Dataset entries:

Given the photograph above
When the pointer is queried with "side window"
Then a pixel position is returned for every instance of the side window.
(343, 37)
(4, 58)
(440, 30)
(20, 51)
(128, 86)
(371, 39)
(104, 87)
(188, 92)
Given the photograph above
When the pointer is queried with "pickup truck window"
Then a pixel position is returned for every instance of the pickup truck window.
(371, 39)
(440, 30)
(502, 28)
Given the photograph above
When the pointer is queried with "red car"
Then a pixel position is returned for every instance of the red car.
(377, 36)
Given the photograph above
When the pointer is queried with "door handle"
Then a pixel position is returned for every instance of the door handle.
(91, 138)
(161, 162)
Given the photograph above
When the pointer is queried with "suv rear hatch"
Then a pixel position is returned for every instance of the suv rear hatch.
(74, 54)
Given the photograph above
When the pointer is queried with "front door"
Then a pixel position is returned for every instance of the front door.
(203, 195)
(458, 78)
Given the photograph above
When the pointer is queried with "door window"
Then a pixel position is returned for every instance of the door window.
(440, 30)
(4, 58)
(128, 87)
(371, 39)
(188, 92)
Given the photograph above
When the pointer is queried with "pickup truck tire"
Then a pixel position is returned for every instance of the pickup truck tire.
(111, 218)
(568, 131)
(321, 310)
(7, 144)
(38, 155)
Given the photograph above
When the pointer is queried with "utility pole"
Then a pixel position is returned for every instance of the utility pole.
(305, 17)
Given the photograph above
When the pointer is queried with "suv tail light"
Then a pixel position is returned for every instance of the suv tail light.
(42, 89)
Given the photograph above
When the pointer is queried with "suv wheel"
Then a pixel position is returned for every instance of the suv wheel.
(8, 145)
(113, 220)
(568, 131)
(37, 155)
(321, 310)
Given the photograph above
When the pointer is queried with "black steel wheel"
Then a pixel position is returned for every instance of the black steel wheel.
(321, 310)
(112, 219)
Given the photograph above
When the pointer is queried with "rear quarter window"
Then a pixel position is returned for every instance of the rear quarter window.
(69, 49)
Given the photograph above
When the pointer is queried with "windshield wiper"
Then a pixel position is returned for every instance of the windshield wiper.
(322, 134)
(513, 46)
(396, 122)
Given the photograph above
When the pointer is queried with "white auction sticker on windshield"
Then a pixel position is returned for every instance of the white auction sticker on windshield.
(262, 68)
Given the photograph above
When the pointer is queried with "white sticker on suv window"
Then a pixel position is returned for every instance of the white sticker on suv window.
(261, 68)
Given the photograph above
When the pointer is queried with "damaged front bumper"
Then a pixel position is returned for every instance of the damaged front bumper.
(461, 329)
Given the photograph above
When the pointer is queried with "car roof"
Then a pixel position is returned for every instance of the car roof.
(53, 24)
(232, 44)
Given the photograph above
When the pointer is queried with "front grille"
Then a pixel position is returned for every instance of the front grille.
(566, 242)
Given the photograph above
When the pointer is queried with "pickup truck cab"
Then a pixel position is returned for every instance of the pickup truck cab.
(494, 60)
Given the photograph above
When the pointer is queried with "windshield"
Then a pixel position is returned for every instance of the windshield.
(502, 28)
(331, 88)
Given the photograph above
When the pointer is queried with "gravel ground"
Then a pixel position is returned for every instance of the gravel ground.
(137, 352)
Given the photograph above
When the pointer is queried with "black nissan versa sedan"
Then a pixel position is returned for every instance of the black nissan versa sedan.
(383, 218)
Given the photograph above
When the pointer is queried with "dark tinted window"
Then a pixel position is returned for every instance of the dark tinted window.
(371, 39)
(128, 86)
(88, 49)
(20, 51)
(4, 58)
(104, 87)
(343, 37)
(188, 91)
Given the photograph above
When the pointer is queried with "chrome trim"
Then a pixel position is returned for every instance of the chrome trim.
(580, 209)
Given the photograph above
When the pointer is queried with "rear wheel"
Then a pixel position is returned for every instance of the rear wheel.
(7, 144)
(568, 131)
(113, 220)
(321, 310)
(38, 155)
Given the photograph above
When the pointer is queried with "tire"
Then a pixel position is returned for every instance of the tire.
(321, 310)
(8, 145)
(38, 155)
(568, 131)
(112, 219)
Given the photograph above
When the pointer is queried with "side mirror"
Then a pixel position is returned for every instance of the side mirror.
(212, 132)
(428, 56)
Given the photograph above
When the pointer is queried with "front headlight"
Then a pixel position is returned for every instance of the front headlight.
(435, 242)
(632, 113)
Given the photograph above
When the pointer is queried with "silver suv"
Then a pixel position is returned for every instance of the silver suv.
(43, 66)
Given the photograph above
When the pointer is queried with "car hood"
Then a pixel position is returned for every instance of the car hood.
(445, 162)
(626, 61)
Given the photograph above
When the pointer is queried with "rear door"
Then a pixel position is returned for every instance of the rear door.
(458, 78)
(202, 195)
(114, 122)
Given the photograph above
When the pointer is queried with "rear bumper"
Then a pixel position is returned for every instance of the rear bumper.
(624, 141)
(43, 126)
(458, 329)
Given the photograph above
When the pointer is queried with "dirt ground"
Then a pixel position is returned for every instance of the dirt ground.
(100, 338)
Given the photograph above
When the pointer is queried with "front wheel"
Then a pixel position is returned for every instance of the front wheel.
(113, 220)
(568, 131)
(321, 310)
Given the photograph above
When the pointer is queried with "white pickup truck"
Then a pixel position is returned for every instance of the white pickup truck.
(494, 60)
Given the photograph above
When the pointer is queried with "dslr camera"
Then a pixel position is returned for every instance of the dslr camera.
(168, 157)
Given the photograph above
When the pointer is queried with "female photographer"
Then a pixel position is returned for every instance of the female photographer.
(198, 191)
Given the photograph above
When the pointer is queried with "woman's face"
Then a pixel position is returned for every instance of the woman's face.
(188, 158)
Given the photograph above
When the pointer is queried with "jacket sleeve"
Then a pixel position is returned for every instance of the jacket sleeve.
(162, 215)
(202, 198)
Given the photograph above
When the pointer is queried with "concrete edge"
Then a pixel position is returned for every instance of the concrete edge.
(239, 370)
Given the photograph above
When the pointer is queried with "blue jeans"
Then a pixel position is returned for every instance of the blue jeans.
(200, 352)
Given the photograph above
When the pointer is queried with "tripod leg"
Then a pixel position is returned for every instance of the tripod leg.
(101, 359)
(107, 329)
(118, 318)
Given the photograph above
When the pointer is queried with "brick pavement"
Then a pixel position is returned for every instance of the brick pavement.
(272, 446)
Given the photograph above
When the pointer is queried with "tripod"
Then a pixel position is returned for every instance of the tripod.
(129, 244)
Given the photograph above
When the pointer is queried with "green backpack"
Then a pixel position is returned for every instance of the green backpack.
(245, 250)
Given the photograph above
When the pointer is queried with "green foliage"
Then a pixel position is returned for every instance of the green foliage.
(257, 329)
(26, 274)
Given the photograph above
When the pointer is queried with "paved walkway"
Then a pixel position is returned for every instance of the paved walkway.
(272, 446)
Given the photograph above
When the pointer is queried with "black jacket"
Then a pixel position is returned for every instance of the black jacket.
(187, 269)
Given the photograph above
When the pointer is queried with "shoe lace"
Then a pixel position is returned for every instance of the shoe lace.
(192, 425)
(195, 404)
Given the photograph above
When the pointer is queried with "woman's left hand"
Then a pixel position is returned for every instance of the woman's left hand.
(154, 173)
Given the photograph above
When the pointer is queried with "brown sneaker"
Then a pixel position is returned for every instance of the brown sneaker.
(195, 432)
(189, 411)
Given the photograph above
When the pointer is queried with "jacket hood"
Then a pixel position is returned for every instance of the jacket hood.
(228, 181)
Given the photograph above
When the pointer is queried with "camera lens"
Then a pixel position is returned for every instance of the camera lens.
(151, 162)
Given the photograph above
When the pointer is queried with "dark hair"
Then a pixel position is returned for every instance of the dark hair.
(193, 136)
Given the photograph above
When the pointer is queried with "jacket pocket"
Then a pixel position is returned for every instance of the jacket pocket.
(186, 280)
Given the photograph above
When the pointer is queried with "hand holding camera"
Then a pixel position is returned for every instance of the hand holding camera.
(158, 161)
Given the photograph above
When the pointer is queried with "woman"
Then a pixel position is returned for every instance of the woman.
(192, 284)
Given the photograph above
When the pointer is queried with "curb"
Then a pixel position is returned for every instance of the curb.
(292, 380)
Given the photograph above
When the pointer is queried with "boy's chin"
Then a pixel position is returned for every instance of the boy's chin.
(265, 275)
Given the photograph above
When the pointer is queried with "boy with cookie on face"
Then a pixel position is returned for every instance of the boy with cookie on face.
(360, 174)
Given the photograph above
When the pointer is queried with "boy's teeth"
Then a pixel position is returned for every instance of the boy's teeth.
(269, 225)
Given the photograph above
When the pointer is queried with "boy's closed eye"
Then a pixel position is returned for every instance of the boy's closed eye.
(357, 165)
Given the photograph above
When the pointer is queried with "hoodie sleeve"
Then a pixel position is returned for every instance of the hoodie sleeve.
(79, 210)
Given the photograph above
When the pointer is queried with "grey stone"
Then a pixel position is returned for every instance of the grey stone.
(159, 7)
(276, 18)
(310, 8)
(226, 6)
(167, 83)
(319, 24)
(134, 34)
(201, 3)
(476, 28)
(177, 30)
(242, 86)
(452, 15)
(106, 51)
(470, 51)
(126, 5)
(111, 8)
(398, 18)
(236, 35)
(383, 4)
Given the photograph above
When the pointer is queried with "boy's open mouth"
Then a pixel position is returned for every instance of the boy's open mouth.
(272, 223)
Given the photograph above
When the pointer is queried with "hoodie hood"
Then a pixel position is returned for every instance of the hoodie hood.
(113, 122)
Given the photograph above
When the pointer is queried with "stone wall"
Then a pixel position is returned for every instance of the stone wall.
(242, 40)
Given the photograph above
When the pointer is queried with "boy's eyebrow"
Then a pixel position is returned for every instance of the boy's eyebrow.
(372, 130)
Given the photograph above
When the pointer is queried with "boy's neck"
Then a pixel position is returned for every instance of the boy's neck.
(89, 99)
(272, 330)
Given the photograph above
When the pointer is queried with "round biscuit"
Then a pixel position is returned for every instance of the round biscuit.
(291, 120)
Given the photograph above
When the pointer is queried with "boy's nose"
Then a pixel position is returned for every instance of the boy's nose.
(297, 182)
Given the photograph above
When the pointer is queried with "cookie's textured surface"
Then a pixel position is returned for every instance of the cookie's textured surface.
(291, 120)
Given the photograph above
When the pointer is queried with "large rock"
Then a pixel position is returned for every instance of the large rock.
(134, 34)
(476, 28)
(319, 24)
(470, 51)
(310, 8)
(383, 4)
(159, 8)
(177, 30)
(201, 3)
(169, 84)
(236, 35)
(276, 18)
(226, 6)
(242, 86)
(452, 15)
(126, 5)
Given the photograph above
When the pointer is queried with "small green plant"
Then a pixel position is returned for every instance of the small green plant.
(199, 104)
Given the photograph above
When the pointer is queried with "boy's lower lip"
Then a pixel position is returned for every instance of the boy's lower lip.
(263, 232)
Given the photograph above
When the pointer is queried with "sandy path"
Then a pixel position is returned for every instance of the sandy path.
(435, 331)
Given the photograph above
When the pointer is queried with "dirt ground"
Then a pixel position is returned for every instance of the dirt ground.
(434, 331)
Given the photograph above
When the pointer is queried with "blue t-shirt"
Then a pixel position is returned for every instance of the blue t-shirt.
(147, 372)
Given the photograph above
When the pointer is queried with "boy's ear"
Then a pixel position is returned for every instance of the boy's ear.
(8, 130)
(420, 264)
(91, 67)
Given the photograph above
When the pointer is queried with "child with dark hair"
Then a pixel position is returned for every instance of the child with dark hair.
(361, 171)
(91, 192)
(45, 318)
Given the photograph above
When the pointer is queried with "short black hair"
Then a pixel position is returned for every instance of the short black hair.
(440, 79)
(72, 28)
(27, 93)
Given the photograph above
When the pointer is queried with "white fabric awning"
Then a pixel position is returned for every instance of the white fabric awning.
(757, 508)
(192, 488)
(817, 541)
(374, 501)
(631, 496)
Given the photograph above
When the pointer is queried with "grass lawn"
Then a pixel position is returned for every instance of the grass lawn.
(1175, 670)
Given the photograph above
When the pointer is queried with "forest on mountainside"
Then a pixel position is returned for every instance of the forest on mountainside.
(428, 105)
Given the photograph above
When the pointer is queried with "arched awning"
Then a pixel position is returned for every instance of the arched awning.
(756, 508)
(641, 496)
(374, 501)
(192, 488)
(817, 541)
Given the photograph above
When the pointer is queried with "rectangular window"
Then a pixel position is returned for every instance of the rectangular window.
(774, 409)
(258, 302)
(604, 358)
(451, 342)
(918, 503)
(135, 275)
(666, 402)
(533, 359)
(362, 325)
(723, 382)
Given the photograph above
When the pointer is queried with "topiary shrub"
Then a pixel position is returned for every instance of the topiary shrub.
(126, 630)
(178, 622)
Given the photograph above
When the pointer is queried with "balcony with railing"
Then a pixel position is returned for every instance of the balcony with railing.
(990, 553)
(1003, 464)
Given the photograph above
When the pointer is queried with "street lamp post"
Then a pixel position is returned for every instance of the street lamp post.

Directions => Can you locate every line in the rows above that contains the string "tail", with case counting, and copy each of those lines?

Written answer =>
When the pointer is queried with "suv tail light"
Then a pixel position is returned for every instance of the suv tail light.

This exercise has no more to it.